### Source passage

Brig. Gen. Eric Austin is the director of the Capabilities Development Directorate, in charge of validating, integrating, prioritizing and producing Marine Corps requirements. Austin talked about the importance of designing and developing a lightweight, maneuverable and sustainable force relevant in any competition or conflict on land or sea.
“We need to remain sustainable, affordable and leverage risk-worthy platforms, principally unmanned, and we need to be thoughtful and creative in our approaches,” said Austin. “This is an exciting time to be in the requirements business. This certainly isn’t the Marine Corps we grew up in, and that’s a good thing.”
Brig. Gen. A.J. Pasagian, commander of Marine Corps Systems Command, outlined MCSC’s organizational structure as well as its Lines of Effort for future Force Development. These Lines of Effort highlight capability areas on which the command is focusing, including command and control in a degraded environment, air defense, precision fires and more.
“These are very clear, healthy priorities provided to us from our commandant,” said Pasagian. “This is foundational guidance provided to Marine Corps Systems Command as we execute Force Development.”

######
### Extracted data

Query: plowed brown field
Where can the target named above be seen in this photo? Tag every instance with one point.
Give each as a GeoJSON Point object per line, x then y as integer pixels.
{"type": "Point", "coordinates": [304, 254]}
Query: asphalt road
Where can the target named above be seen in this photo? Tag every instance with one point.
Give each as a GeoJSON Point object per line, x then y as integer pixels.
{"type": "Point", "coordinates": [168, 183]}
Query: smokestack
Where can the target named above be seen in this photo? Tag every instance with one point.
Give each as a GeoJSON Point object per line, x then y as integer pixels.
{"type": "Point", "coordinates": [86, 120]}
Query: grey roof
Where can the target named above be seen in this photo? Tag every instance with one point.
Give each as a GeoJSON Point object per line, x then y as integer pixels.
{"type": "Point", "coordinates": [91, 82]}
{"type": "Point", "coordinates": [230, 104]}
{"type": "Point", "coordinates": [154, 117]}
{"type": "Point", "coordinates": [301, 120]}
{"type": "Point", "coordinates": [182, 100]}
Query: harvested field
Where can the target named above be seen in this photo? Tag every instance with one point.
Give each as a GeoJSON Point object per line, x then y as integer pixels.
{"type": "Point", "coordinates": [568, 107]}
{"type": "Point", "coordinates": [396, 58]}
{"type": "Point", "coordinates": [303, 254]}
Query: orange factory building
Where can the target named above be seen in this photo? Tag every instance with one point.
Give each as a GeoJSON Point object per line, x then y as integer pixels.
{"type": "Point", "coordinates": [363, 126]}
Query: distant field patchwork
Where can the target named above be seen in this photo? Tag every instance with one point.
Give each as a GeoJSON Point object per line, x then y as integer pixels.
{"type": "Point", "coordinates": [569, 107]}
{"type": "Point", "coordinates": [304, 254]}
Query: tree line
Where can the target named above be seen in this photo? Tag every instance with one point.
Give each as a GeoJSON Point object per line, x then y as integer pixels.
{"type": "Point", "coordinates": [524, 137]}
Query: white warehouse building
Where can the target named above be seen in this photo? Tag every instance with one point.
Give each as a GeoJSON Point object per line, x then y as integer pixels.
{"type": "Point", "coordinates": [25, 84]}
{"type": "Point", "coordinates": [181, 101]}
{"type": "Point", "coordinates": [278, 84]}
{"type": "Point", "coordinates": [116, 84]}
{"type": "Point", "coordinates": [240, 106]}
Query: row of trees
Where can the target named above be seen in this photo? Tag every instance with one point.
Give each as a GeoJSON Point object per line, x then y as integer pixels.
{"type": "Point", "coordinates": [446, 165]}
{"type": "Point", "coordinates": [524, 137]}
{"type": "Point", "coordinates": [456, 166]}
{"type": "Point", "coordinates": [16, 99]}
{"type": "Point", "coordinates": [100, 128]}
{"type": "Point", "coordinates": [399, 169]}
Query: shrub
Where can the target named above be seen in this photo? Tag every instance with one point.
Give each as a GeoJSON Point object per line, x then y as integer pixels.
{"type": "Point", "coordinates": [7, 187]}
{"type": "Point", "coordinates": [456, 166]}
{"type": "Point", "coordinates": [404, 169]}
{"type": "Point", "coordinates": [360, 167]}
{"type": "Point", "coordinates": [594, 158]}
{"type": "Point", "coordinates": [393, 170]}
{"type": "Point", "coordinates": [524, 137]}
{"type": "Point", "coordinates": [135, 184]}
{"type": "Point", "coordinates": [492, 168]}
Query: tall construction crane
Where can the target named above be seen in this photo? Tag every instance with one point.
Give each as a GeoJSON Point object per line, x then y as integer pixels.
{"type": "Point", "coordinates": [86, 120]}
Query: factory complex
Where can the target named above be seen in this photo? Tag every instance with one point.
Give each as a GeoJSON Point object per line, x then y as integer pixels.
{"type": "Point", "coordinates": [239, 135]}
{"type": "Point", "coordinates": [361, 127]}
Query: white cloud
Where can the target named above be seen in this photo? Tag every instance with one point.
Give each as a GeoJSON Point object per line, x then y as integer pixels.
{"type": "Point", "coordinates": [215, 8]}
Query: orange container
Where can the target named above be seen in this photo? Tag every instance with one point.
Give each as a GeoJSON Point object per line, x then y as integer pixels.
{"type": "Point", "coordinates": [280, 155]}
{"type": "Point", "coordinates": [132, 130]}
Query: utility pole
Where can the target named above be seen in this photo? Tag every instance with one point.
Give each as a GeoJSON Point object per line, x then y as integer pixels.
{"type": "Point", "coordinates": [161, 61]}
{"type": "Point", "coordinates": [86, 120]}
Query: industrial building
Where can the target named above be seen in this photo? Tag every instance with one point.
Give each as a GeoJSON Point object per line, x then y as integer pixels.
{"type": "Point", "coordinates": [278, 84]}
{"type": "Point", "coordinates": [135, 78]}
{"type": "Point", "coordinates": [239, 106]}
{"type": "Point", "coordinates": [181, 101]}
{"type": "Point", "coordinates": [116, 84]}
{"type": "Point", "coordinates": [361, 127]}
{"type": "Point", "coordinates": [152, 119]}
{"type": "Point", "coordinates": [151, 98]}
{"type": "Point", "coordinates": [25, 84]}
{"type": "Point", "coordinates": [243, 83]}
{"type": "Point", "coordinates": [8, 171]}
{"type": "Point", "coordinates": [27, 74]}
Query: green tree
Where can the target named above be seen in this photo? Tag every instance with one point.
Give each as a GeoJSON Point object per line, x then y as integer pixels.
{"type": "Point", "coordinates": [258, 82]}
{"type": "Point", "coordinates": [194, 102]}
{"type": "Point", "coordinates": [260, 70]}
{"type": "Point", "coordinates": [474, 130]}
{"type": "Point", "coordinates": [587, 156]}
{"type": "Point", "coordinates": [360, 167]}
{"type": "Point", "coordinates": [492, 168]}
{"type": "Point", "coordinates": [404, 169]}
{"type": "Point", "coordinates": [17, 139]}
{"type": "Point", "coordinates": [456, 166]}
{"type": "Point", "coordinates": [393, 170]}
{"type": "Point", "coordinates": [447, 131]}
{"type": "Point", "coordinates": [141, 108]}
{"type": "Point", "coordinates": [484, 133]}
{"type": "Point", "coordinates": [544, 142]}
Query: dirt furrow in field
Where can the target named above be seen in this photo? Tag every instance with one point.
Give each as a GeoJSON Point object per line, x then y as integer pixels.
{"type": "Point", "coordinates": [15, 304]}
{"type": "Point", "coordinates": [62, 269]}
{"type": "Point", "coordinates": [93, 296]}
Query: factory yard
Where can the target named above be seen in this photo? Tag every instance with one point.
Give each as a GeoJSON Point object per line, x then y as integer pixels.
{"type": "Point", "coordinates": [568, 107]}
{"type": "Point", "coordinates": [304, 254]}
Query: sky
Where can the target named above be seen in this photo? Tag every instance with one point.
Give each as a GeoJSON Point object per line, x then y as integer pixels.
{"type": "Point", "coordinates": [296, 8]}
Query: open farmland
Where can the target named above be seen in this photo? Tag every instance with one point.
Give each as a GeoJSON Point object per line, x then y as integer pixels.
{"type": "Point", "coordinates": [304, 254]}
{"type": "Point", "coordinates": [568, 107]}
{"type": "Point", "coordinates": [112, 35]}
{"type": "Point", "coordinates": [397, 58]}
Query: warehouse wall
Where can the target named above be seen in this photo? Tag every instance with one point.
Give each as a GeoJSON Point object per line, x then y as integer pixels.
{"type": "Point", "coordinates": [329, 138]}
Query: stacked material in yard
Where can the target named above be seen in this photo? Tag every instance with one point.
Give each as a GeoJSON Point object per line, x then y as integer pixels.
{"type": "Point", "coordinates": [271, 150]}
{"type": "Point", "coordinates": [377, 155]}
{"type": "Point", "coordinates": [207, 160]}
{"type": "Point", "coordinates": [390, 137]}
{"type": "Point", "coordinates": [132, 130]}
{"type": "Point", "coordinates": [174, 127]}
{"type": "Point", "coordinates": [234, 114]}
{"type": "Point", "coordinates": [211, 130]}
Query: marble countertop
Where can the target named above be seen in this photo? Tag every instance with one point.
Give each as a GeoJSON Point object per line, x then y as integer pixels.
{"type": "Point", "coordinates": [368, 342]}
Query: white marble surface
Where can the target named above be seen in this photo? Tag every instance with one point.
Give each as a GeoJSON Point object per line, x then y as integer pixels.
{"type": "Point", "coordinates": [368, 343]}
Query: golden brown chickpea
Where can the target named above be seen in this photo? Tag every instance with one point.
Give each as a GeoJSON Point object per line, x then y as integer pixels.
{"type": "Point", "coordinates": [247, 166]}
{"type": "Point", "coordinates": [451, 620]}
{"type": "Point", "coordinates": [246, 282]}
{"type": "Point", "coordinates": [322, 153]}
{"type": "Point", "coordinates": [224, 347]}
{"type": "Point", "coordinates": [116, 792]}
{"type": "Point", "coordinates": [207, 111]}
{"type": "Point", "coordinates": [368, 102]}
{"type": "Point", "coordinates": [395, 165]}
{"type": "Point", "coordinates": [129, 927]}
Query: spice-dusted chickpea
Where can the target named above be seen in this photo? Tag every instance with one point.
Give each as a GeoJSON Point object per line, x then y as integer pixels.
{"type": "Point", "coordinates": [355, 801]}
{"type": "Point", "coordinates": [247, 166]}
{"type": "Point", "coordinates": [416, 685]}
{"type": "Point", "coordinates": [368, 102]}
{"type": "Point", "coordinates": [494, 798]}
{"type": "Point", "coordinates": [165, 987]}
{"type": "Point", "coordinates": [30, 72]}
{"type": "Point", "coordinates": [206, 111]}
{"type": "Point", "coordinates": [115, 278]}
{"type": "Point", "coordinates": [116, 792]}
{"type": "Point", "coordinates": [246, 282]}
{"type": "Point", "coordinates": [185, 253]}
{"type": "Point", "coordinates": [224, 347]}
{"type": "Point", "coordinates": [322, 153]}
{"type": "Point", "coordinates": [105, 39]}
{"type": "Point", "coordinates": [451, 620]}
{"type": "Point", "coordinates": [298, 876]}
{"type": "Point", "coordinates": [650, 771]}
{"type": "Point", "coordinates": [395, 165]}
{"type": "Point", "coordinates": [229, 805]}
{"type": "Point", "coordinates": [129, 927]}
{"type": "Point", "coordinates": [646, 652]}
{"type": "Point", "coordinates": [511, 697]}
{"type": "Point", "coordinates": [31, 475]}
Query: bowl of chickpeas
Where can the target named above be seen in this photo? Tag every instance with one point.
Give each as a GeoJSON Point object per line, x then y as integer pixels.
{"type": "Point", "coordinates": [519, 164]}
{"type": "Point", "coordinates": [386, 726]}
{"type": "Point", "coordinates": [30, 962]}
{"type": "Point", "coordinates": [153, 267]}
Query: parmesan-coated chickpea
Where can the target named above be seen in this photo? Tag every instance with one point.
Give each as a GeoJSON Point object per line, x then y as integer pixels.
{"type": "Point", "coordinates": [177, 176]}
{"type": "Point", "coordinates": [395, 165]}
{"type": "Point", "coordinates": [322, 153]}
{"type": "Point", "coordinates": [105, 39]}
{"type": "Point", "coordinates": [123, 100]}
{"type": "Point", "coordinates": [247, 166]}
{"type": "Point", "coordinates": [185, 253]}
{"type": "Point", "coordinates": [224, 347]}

######

* Work item *
Return the part of the Marine Corps leadership passage starting with "Brig. Gen. Eric" and going on through "land or sea.", word for word. The items were taken from a different source than the Marine Corps leadership passage.

* Response area *
Brig. Gen. Eric Austin is the director of the Capabilities Development Directorate, in charge of validating, integrating, prioritizing and producing Marine Corps requirements. Austin talked about the importance of designing and developing a lightweight, maneuverable and sustainable force relevant in any competition or conflict on land or sea.